## SET EXERCISE A:
According to the conversation excerpt, what idea does the word "truth" come from?
## SET EXERCISE B:
Please list every name of a person, deity, or book that appears in the last paragraph of the conversation excerpt, the one beginning "Anthony:".

## TEXT SHOWN:

>> START

In counseling, I often say if you’re angry to just say, I’m angry, is actually the best thing you can do because then you can talk about what you’re angry about. If you just act angry, then that anger is going to come out in tones of voice and actions that are damaging. So to just be honest and say, I’m really angry here. Can we talk about? It’s beginning in a place of getting congruent.

And so the Christian invitation is not to say, how can I live better? How can I be more loving? It’s to so know the love of the one who’s come to us, that our life has that light shine in us. And we can be honest about what’s there, and in just seeing it and accepting that’s who we are and that we are loved, the transformation happens. The Spirit, who’s poured out, does the work, as God’s goodness and God’s justice become our way of being because we know that we have been loved, that we have been treated with kindness by this God, allows us then to treat others with the same thing.

And the third word of the three you threw out there—truth. The idea of truth comes from the idea of troth, which is to be bound to another person. So to be betrothed to a person—you can hear the troth in that—truth is a way of being in relationship. So whenever we’re out of congruence with God, we’re out of relationship.

Guess what? Our way of being true to ourselves and true to others in relationship crumbles. And so the invitation in knowing the light of God’s love and Christ’s light in our life, is we can see that he has bound himself to us, and it gives us the capacity—having been loved and accepted—to not need to hide or perform or those other things, which releases us into the freedom of a life of love.

Anthony: In his book, Mediation of Christ, TF Torrance wrote, “God loves you so utterly and completely, that he has given himself for you in Jesus Christ as his beloved Son and has thereby pledged his very being as God for your salvation.”

>> END

## SUPPLIED DATA:
>> START

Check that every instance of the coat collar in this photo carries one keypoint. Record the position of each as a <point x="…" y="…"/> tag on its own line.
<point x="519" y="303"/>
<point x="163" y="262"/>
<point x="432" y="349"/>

>> END

## RESPONSE A:
Truth comes from the idea of troth, which is to be bound to another person.

## RESPONSE B:
Anthony, Mediation of Christ, TF Torrance, God, Jesus Christ